Problem details
Reproduce the data exactly and drop any pictures it holds.
>> start
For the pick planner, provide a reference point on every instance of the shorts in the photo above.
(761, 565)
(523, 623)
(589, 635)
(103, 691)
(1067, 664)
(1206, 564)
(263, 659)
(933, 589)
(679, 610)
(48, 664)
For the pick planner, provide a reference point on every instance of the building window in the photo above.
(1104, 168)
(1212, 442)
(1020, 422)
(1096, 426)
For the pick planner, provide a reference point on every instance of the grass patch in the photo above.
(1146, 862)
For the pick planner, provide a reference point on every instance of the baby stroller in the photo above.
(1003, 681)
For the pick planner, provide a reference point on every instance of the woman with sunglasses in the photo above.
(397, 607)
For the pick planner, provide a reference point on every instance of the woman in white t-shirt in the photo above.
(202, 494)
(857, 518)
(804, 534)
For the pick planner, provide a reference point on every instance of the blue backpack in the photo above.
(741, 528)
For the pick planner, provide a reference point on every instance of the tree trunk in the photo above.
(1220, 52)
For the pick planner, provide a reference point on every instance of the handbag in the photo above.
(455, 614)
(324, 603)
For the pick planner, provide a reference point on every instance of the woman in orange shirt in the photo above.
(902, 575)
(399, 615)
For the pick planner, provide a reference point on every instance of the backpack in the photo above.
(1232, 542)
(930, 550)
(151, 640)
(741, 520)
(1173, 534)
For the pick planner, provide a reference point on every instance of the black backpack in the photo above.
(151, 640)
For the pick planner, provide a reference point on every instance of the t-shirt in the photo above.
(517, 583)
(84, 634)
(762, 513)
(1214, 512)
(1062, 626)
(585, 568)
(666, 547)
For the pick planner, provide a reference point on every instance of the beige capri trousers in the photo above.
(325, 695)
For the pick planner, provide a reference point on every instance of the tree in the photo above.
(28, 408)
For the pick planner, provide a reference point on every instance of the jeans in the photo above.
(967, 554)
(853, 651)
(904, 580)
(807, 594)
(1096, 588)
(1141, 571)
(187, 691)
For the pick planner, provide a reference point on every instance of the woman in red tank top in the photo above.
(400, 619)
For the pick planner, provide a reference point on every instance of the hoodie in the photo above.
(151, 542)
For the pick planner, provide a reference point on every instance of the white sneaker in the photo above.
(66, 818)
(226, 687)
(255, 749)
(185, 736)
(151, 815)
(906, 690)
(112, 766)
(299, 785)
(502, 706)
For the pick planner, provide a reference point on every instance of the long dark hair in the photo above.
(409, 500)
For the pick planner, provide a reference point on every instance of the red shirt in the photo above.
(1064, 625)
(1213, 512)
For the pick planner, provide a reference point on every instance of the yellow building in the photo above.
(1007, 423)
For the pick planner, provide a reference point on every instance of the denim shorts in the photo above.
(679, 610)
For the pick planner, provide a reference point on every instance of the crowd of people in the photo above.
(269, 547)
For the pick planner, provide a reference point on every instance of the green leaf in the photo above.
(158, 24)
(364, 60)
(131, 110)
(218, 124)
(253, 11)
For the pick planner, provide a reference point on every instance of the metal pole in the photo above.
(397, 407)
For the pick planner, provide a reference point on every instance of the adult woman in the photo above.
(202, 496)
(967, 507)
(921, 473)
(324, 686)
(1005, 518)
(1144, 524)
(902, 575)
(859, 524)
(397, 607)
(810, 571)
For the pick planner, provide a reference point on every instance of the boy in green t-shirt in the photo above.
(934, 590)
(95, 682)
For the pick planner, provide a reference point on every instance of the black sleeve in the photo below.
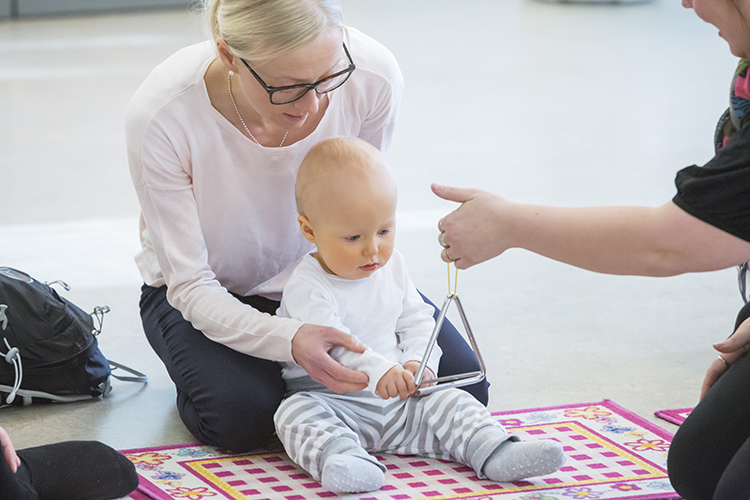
(719, 192)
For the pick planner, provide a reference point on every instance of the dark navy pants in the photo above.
(709, 458)
(226, 398)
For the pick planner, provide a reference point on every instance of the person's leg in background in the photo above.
(74, 470)
(225, 398)
(458, 357)
(703, 452)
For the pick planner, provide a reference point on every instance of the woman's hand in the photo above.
>> end
Solved exercise
For the pick planner, provide a reference point on every instance of the shorts in the photo above.
(761, 565)
(523, 623)
(589, 635)
(103, 691)
(1067, 664)
(1206, 564)
(263, 659)
(933, 589)
(679, 610)
(48, 664)
For the pick planner, provide a reference point on every instance of the building window in the photo above.
(1104, 168)
(1212, 442)
(1020, 422)
(1096, 426)
For the pick planner, provide a reference point on every instance of the grass patch in the photo above.
(1146, 862)
For the pick planner, provide a reference point on every instance of the baby stroller in the photo above.
(1003, 681)
For the pick planner, provide a reference point on every instance of the woman with sunglasses in the photo above.
(397, 607)
For the pick planner, provide a reference point on every instance of the woman in white t-shirt in the photo above.
(202, 494)
(857, 518)
(804, 534)
For the pick planner, provide a reference point on every instance of the blue backpack in the photo above.
(741, 528)
For the pick planner, provide a reference point on every instance of the tree trunk in the photo above.
(1220, 52)
For the pick planner, provide a reference point on every instance of the handbag in the photo above.
(455, 614)
(324, 603)
For the pick planner, provide a reference point on every instance of the woman in orange shirt in the photo above.
(902, 575)
(399, 615)
For the pick planner, provide a reference point on every instance of the backpack in the photo above.
(1232, 542)
(930, 550)
(151, 640)
(741, 520)
(1173, 534)
For the pick planner, provide a reference point on every instance of the black backpack in the photo above.
(151, 640)
For the pick planner, provide a reference point on every instance of the t-shirt in the photo above.
(517, 583)
(84, 634)
(762, 513)
(1214, 512)
(1062, 626)
(585, 568)
(666, 547)
For the pick planner, provide a reference point on every instance of the beige capri trousers in the photo above.
(325, 695)
For the pick planner, provide a reference point on every instance of the tree in the photo above.
(28, 408)
For the pick planner, provide a reference point on every instance of the jeans in the photo above.
(967, 554)
(853, 651)
(904, 580)
(807, 594)
(1096, 588)
(1141, 571)
(187, 691)
For the pick planner, provide a reference point on every instance of the woman in red tank top in the photo above.
(400, 619)
For the pick planner, provide a reference point on every instance of the hoodie in the photo above.
(151, 542)
For the pick planner, provide a reference point on every instance of the white sneaker in the photo above.
(66, 818)
(226, 687)
(255, 749)
(185, 736)
(151, 815)
(906, 690)
(112, 766)
(299, 785)
(502, 706)
For the pick planner, provide a reference point on every instance of the long dark hair in the photo above.
(409, 500)
For the pick planner, provide a reference point on every instance of the red shirt in the photo above.
(1064, 625)
(1213, 512)
For the pick planner, provide a reference point on every instance of the yellow building in the photo above.
(1007, 423)
For the pick planner, provide a reference point on every instance of the denim shorts in the photo above.
(679, 610)
For the pick planner, provide a reference point on every instance of the crowd of people in the photo above.
(269, 547)
For the pick planner, provide a reference point on every instance of the green leaf in the photo above.
(158, 24)
(364, 60)
(131, 110)
(218, 124)
(253, 11)
For the pick planner, provide a reference point on every instance of the metal pole in the photo above.
(397, 407)
For the pick planner, provide a reference point on every instance of the adult woman in the photo above.
(202, 496)
(967, 507)
(921, 473)
(324, 686)
(1005, 518)
(1144, 524)
(902, 575)
(859, 524)
(397, 607)
(810, 571)
For the pick planner, provide a reference point on every instance of the boy in green t-shirt in the photo above.
(934, 590)
(95, 682)
For the pick planner, provide a reference point on every instance of the black sleeve in the photo below.
(719, 192)
For the pick planner, provide a reference point on every instance of the dark navy pants in the photo above.
(709, 458)
(226, 398)
For the pick planner, provide a reference point on every instance of the person's leg in background in the photo above.
(74, 470)
(225, 398)
(458, 357)
(703, 452)
For the pick planner, provide a reference point on every instance of the woman's hand in the photo above.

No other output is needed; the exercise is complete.